(begin)

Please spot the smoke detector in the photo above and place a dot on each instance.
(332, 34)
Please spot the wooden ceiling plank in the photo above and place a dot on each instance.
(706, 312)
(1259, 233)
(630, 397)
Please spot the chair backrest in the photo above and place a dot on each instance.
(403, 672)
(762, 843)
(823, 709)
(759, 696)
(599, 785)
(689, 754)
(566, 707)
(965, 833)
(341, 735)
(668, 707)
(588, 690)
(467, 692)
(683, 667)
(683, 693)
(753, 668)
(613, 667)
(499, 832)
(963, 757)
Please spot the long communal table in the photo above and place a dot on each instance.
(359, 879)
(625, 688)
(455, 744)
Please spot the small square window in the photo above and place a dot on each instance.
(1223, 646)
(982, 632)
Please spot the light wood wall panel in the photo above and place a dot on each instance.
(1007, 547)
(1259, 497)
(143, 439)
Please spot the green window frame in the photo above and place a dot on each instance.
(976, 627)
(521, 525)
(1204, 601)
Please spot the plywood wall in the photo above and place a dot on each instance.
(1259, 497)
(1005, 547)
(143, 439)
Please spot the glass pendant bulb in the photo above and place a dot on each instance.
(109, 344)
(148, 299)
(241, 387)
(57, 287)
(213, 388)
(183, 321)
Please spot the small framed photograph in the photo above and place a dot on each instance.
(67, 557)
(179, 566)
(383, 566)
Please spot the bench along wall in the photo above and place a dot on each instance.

(end)

Exercise goal: Please copy word for word the lines of the listing above, from the line containing "Please spot the small framed" through the end of the listing, both ends included.

Solution to this exercise:
Please spot the small framed photograph in the photo above and place a dot on each instance.
(67, 557)
(179, 566)
(383, 566)
Please spot the bench along wall in the photo above and place a dot on each instance.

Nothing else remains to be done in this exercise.